Requirements:
Only the lines from the line holding "of the rocky" to the last line should be output, each exactly as given.

■ ■ ■ ■

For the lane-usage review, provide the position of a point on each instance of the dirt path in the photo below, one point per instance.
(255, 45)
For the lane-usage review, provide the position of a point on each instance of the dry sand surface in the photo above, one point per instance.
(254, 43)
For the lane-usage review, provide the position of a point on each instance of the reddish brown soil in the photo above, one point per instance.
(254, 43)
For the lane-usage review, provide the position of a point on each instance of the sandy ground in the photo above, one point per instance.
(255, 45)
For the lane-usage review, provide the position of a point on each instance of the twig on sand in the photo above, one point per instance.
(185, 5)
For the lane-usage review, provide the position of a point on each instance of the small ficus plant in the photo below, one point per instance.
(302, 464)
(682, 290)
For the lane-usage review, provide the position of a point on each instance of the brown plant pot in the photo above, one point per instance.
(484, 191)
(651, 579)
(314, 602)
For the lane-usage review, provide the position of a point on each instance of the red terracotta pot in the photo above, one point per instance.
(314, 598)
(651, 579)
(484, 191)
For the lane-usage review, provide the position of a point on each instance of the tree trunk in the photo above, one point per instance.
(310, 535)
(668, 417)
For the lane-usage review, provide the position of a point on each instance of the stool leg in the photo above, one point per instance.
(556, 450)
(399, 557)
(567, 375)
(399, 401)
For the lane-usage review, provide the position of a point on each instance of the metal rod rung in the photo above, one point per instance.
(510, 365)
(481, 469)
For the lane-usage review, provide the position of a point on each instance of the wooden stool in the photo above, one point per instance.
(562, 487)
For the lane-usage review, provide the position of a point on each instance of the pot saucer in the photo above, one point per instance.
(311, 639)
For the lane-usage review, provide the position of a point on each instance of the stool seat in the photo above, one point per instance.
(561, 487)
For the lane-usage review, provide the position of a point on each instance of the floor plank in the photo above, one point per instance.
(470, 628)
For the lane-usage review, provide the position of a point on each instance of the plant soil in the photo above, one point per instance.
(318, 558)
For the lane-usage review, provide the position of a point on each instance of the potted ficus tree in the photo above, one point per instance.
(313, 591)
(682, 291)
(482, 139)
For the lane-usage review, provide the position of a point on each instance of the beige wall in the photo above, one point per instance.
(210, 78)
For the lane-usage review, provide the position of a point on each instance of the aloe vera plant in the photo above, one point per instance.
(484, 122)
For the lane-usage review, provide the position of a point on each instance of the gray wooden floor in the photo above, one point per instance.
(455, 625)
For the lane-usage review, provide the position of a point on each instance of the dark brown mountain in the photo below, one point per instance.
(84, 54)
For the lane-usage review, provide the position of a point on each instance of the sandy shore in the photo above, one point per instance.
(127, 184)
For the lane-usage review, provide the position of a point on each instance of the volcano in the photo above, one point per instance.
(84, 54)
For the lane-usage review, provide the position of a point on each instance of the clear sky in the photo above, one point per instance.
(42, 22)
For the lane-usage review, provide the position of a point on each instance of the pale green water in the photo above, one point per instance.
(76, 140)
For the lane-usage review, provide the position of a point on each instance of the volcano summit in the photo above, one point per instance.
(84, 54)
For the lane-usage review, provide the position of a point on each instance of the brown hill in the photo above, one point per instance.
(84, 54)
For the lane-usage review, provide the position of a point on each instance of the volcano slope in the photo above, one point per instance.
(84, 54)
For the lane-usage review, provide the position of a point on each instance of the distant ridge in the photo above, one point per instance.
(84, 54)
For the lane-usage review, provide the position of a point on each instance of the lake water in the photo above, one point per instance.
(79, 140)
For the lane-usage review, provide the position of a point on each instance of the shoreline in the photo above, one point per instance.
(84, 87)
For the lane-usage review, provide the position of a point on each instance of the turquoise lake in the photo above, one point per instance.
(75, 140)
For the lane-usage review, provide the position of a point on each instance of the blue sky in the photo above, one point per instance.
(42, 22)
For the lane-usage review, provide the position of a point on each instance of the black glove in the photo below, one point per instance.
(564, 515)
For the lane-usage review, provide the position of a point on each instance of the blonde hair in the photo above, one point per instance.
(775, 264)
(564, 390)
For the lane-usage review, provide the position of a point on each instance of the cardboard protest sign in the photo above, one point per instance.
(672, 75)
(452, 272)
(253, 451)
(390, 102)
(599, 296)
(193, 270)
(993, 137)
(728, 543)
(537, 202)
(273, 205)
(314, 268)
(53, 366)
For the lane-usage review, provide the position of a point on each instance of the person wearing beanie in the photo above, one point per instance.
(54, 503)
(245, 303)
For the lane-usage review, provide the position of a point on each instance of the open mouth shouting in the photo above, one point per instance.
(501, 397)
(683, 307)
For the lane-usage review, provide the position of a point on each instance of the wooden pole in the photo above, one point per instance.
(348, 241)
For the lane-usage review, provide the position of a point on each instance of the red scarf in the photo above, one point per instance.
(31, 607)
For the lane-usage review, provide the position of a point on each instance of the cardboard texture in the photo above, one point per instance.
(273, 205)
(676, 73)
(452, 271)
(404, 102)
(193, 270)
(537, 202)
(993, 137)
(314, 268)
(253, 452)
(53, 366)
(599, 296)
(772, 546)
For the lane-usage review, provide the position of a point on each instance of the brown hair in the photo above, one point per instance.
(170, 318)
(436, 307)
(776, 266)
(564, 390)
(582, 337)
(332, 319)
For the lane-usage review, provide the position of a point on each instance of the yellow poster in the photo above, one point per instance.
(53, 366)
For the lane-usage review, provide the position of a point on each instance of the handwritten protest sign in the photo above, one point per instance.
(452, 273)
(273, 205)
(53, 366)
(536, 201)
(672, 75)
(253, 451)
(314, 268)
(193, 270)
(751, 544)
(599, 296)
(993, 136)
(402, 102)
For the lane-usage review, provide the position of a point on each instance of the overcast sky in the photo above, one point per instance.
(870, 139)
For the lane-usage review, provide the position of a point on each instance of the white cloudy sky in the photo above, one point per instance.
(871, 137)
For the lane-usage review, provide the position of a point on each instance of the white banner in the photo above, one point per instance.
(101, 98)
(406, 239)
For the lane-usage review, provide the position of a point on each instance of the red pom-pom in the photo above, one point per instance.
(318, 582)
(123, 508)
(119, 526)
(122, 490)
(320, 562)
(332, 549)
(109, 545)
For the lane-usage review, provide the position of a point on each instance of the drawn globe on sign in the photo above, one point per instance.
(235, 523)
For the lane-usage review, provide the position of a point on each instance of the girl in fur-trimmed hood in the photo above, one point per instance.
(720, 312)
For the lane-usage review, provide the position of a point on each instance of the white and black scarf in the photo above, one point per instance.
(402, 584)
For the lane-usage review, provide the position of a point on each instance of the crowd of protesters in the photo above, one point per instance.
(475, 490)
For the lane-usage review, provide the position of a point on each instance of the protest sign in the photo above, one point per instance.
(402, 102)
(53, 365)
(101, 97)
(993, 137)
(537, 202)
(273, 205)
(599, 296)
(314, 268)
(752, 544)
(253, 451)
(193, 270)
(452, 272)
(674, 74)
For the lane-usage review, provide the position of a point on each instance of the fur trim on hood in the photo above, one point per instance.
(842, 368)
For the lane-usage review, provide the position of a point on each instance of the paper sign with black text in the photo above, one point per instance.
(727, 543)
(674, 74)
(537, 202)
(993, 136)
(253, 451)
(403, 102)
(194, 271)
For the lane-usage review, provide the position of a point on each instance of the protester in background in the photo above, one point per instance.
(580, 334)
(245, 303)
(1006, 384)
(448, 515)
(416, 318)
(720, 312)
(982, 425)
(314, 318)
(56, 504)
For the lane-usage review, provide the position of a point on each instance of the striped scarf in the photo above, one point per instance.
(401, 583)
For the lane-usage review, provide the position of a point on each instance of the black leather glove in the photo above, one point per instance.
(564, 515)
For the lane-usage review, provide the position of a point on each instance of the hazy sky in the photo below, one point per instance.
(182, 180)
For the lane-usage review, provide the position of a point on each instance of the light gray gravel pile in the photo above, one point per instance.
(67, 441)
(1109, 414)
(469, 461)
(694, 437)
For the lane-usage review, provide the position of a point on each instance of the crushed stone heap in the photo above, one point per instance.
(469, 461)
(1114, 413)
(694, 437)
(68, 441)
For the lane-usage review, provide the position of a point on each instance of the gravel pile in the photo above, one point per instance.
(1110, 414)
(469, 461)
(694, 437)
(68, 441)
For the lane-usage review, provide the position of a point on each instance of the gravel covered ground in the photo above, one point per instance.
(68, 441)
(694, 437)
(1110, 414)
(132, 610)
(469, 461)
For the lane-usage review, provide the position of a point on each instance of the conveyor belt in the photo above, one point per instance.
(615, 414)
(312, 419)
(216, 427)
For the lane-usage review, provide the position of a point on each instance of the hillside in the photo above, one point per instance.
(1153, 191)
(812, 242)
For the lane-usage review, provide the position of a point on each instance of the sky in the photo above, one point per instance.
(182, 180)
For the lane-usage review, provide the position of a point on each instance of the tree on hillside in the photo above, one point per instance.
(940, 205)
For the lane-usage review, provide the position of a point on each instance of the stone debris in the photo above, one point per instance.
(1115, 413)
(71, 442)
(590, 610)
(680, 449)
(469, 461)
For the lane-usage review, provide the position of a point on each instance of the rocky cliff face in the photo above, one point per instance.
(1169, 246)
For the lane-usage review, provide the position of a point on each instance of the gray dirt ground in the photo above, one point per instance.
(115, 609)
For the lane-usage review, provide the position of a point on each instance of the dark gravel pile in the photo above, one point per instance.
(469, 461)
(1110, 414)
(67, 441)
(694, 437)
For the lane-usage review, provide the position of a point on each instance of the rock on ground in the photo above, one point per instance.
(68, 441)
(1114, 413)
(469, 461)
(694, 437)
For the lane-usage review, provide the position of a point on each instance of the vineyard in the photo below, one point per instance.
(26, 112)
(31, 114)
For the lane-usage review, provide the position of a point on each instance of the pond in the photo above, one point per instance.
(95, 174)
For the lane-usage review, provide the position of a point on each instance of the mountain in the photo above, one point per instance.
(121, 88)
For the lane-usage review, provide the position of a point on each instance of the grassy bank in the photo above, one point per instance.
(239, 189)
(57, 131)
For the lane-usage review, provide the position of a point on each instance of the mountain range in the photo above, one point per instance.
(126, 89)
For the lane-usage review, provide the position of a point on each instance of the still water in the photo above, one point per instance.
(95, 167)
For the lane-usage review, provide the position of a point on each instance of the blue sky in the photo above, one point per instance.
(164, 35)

■ ■ ■ ■

Task output:
For the lane-usage review, provide the position of a point on each instance of the rocky cliff face in the photo above, one point per instance.
(1169, 246)
For the lane-usage review, provide the position of a point on each instance of the gray dirt ground in the photo above, one point per instance.
(115, 609)
For the lane-usage review, provide the position of a point on each instance of the dark gravel pile in the photo above, one point per instance.
(469, 461)
(1110, 414)
(67, 441)
(694, 437)
For the lane-usage review, provide the position of a point on each instance of the rock on ground in the photo above, one point per instance.
(68, 441)
(1114, 413)
(469, 461)
(694, 437)
For the lane-usage review, provide the position of a point on each instance of the vineyard in the photo below, one point per instance.
(26, 112)
(31, 114)
For the lane-usage review, provide the position of a point on each instance of the pond in the photo above, one point per instance.
(95, 174)
For the lane-usage review, provide the position of a point on each instance of the mountain in the photo above, one point per instance.
(121, 88)
For the lane-usage review, provide the position of a point on each instance of the grassy bank in the photo above, one point per instance.
(239, 189)
(57, 131)
For the lane-usage review, provide the position of a point on each instance of the mountain range in the photo above, one point per instance.
(126, 89)
For the lane-usage review, provide the position of a point on each instance of the still water in the photo above, one point per instance.
(95, 167)
For the lane-usage review, provide the position of a point on each instance of the blue sky in the photo above, one point per instance.
(164, 35)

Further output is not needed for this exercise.